-- Task to complete --
Beginning with the line containing "Query: distant tree line" and ending with the last line, repeat the records exactly.

[START OF Data extract]

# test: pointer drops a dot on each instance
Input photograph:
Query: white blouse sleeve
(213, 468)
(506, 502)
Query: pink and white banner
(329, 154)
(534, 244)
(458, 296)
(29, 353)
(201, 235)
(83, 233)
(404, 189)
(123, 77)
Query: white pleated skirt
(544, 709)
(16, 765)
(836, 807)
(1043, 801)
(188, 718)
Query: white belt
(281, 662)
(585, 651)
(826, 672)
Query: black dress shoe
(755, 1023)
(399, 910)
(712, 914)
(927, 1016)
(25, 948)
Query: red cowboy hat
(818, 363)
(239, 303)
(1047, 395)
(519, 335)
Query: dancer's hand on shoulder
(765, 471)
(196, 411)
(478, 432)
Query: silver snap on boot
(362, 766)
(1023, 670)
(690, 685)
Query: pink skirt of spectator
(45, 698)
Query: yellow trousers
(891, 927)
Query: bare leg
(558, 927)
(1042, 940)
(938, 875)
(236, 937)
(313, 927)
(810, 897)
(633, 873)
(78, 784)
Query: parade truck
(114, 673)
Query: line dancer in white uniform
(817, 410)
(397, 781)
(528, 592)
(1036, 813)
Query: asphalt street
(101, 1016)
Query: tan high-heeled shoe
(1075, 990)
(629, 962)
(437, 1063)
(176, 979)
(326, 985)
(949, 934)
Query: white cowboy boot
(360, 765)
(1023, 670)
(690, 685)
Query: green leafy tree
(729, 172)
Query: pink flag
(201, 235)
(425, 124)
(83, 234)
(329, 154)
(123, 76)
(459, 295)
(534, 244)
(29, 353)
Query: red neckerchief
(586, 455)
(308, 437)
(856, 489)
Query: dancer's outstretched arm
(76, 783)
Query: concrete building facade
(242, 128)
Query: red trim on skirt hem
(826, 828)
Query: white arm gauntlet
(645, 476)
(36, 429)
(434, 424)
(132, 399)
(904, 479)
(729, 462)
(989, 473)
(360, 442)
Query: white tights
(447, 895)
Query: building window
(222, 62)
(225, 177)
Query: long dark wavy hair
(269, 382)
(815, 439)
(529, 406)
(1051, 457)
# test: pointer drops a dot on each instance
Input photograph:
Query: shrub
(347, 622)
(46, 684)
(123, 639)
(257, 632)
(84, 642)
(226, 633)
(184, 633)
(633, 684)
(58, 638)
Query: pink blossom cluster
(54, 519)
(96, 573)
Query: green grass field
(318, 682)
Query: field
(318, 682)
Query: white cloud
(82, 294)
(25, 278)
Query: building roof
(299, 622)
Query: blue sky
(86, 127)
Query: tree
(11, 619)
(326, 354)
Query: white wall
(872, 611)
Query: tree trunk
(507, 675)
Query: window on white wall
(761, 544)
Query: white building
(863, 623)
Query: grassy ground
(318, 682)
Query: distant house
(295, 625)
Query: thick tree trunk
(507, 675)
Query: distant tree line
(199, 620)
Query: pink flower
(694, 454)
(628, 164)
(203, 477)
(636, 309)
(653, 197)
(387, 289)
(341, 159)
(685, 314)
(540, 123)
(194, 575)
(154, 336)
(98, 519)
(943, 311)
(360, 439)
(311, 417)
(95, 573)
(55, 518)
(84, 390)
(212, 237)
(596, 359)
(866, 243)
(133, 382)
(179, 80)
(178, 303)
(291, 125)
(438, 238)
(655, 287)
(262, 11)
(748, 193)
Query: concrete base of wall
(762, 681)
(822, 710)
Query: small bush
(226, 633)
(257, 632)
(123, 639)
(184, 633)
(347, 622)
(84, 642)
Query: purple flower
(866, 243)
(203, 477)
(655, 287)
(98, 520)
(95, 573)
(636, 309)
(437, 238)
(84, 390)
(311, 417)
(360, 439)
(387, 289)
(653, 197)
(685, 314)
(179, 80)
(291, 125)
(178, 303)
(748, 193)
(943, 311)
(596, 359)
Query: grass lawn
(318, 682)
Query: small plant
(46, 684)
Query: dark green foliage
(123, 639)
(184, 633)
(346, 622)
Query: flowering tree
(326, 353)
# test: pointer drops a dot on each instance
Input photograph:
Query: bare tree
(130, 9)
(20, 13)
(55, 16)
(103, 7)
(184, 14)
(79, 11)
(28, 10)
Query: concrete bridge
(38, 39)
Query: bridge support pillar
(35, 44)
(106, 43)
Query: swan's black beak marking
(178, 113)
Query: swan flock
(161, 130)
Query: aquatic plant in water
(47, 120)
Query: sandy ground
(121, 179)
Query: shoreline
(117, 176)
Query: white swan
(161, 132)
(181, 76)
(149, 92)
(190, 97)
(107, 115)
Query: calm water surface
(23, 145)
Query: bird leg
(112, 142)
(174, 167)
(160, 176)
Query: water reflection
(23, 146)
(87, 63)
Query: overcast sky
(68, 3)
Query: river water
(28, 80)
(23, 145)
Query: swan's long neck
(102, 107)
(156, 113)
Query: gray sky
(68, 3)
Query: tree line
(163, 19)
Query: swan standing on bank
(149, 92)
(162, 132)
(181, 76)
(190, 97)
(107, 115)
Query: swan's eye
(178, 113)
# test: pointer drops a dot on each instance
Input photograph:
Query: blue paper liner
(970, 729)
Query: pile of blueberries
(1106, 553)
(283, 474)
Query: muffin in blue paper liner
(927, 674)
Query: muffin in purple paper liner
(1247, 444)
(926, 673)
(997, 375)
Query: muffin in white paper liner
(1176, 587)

[END OF Data extract]

-- Answer to this problem --
Query: distant tree line
(199, 620)
Query: pink flower
(694, 454)
(628, 164)
(203, 477)
(636, 309)
(653, 197)
(387, 289)
(341, 159)
(685, 314)
(540, 123)
(194, 575)
(154, 336)
(98, 519)
(943, 311)
(360, 439)
(311, 417)
(95, 573)
(55, 518)
(84, 390)
(212, 237)
(596, 359)
(866, 243)
(133, 382)
(179, 80)
(178, 303)
(291, 125)
(438, 238)
(655, 287)
(262, 11)
(748, 193)
Query: concrete base of wall
(762, 681)
(822, 710)
Query: small bush
(226, 633)
(257, 632)
(123, 639)
(184, 633)
(347, 622)
(84, 642)
Query: purple flower
(866, 243)
(203, 477)
(655, 287)
(98, 520)
(95, 573)
(636, 309)
(437, 238)
(84, 390)
(311, 417)
(360, 439)
(387, 289)
(653, 197)
(685, 314)
(179, 80)
(291, 125)
(178, 303)
(748, 193)
(943, 311)
(596, 359)
Query: grass lawn
(318, 682)
Query: small plant
(46, 684)
Query: dark green foliage
(123, 639)
(184, 633)
(346, 622)
Query: flowering tree
(326, 353)
# test: pointer drops a dot on each instance
Input photograph:
Query: bare tree
(130, 9)
(20, 13)
(55, 16)
(103, 7)
(184, 14)
(79, 11)
(28, 10)
Query: concrete bridge
(38, 39)
Query: bridge support pillar
(35, 44)
(106, 43)
Query: swan's black beak marking
(178, 113)
Query: swan flock
(161, 130)
Query: aquatic plant in water
(47, 120)
Query: sandy ground
(121, 179)
Query: shoreline
(117, 176)
Query: white swan
(161, 132)
(181, 76)
(149, 92)
(190, 97)
(107, 115)
Query: calm water surface
(23, 145)
Query: bird leg
(112, 142)
(174, 167)
(160, 176)
Query: water reflection
(23, 146)
(87, 63)
Query: overcast sky
(68, 3)
Query: river water
(28, 80)
(23, 145)
Query: swan's long neck
(102, 107)
(156, 113)
Query: gray sky
(68, 3)
Query: tree line
(163, 19)
Query: swan standing on bank
(149, 92)
(162, 132)
(181, 76)
(190, 97)
(107, 115)
Query: swan's eye
(178, 113)
# test: pointer drops a dot on each instance
Input photograph:
Query: blue paper liner
(970, 729)
Query: pile of blueberries
(1106, 553)
(283, 474)
Query: muffin in blue paper liner
(927, 674)
Query: muffin in purple paper liner
(1247, 444)
(926, 673)
(997, 375)
Query: muffin in white paper liner
(1176, 587)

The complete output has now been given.